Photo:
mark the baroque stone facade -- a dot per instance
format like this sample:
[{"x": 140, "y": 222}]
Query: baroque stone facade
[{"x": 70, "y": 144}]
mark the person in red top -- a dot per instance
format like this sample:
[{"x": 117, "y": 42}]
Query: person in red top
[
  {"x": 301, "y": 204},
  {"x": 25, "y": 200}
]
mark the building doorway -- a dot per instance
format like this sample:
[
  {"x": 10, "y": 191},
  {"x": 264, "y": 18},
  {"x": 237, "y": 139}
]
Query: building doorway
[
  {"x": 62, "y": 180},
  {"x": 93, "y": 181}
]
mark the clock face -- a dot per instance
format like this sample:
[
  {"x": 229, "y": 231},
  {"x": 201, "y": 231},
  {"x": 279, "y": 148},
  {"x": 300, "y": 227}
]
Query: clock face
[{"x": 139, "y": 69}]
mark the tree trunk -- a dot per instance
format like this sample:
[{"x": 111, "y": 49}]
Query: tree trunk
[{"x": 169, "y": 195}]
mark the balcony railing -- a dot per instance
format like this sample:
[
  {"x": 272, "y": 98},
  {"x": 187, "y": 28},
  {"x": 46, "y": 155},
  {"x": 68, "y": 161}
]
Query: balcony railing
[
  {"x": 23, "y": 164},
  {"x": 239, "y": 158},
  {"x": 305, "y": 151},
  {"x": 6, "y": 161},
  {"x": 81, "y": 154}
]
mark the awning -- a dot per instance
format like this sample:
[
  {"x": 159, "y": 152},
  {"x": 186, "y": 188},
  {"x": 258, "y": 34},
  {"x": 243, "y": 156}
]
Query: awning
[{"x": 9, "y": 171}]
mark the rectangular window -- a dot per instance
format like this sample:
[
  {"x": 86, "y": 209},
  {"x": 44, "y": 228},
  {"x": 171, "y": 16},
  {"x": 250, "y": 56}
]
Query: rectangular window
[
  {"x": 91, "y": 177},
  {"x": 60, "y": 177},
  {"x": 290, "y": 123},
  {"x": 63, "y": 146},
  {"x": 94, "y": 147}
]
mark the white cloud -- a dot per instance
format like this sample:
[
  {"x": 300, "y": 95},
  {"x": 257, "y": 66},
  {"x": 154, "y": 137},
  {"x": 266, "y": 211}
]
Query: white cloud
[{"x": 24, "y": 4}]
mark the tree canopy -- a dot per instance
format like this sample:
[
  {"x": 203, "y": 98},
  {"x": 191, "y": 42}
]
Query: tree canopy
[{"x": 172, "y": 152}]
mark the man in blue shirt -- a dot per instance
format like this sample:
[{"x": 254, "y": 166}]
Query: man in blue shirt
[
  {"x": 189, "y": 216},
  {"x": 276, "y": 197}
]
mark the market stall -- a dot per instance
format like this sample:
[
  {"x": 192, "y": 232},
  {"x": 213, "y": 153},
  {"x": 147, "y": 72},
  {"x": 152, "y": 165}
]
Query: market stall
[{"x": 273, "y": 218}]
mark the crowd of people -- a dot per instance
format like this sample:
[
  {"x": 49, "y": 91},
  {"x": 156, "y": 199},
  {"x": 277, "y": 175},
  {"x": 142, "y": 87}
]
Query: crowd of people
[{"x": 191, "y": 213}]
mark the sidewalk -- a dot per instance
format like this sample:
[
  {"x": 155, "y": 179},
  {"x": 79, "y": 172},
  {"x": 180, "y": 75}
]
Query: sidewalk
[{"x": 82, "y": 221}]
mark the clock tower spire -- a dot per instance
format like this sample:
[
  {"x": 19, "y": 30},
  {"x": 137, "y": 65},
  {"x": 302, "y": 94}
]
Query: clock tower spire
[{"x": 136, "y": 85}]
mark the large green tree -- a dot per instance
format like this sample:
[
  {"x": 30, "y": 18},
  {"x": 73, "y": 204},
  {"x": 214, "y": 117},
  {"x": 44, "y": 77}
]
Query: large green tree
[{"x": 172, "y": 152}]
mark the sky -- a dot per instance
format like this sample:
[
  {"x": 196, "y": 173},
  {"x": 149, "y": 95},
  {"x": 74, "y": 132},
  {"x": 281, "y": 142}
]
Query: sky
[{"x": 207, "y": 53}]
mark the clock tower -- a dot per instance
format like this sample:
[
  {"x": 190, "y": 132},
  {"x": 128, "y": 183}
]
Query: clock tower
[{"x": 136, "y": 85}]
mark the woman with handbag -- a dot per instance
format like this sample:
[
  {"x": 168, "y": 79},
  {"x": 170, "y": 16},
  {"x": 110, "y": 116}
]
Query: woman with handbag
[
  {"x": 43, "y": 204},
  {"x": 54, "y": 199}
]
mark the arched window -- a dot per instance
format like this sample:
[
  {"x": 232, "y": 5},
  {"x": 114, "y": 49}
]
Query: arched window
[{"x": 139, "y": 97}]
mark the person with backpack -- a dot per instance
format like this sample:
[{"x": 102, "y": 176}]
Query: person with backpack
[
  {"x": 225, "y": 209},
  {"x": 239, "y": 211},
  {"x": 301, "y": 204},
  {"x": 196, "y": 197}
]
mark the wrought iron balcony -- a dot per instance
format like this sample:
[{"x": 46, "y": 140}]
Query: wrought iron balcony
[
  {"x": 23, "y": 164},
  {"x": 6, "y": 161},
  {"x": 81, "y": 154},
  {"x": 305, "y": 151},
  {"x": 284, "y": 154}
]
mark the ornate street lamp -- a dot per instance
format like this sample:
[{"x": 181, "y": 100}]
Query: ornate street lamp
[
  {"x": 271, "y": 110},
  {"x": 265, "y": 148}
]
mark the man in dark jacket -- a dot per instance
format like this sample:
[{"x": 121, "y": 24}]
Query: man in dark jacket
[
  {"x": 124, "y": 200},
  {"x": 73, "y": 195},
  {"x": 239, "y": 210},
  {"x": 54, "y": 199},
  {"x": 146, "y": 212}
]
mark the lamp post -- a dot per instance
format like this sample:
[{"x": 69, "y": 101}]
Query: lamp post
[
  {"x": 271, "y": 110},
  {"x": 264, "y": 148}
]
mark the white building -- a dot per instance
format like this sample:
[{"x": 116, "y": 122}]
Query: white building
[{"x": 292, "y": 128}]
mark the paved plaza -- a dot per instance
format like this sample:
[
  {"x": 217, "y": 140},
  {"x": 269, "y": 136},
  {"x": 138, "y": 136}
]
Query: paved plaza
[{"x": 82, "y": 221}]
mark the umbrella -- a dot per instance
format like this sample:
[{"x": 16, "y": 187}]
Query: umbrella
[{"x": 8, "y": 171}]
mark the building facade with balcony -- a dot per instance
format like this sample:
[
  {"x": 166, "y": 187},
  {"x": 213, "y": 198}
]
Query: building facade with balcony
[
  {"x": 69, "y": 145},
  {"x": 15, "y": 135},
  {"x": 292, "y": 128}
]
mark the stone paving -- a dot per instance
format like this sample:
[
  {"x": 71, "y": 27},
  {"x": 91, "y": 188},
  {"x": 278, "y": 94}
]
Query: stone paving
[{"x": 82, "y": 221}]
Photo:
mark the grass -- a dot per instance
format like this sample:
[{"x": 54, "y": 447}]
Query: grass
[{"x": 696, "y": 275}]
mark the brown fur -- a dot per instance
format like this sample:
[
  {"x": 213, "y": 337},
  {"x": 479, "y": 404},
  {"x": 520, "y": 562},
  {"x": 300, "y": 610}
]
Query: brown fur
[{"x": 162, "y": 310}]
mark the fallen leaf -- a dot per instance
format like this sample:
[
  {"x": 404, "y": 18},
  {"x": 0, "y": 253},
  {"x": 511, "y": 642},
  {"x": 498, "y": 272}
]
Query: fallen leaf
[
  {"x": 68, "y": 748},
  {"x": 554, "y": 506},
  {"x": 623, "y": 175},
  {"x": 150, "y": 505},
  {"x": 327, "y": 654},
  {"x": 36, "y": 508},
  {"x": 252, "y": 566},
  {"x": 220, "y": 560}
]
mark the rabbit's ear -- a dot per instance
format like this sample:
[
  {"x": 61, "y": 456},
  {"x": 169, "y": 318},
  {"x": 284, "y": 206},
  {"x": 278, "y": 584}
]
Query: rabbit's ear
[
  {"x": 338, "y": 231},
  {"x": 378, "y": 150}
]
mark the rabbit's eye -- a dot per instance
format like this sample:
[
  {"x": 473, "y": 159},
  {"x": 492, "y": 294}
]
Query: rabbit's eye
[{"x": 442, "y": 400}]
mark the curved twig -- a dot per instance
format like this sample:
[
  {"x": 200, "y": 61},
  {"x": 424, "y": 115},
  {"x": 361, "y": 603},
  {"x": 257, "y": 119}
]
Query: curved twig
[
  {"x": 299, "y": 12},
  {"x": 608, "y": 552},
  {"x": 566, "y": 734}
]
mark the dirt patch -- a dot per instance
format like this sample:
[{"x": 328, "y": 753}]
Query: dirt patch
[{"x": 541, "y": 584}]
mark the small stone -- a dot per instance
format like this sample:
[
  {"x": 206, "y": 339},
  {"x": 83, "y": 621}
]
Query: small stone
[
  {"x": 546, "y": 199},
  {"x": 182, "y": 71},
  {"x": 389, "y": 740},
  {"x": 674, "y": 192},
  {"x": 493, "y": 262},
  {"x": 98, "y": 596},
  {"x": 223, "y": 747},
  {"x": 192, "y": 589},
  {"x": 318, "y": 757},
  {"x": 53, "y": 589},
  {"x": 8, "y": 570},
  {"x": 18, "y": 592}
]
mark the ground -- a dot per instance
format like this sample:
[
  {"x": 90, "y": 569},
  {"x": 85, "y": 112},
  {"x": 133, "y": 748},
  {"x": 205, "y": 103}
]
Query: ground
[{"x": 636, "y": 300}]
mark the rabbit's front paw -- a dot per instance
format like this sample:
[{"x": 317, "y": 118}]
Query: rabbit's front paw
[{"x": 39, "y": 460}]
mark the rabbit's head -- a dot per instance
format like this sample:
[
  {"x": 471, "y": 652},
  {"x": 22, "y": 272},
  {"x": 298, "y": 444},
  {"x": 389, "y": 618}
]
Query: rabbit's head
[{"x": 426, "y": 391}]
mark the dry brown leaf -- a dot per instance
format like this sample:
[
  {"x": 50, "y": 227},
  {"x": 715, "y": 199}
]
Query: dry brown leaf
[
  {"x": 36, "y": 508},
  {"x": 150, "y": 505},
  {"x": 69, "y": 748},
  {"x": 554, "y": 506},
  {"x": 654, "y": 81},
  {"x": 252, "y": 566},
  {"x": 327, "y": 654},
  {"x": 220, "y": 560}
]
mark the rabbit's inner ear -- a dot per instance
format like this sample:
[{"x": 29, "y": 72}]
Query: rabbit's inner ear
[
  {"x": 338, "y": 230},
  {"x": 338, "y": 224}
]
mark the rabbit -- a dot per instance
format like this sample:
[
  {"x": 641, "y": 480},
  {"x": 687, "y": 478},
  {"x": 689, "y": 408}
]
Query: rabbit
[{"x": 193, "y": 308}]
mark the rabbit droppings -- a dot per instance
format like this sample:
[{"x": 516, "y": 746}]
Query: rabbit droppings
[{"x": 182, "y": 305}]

_The problem_: The answer is the run of lines above from the line containing "Query: man in dark jacket" through the line containing "mark the grass -- a dot per instance", copied exactly and alone.

_Answer section_:
Query: man in dark jacket
[
  {"x": 124, "y": 200},
  {"x": 73, "y": 195},
  {"x": 239, "y": 210},
  {"x": 54, "y": 199},
  {"x": 146, "y": 212}
]
mark the lamp post -- a dot per instance
format like this sample:
[{"x": 69, "y": 101}]
Query: lamp post
[
  {"x": 271, "y": 110},
  {"x": 264, "y": 148}
]
mark the white building -- a dot per instance
format like this sample:
[{"x": 116, "y": 122}]
Query: white building
[{"x": 292, "y": 128}]
mark the paved plaza -- a dot per instance
format like this sample:
[
  {"x": 217, "y": 140},
  {"x": 269, "y": 136},
  {"x": 138, "y": 136}
]
Query: paved plaza
[{"x": 82, "y": 221}]
mark the umbrella -- a dot per instance
format like this sample:
[{"x": 16, "y": 187}]
Query: umbrella
[{"x": 8, "y": 171}]
mark the building facade with balcony -- a dot per instance
format like this sample:
[
  {"x": 166, "y": 187},
  {"x": 213, "y": 198}
]
Query: building facade with balcony
[
  {"x": 69, "y": 145},
  {"x": 15, "y": 135},
  {"x": 292, "y": 128}
]
mark the stone paving -- a dot per instance
format like this sample:
[
  {"x": 71, "y": 27},
  {"x": 91, "y": 188},
  {"x": 278, "y": 94}
]
Query: stone paving
[{"x": 82, "y": 221}]
Photo:
mark the grass -- a dot per instance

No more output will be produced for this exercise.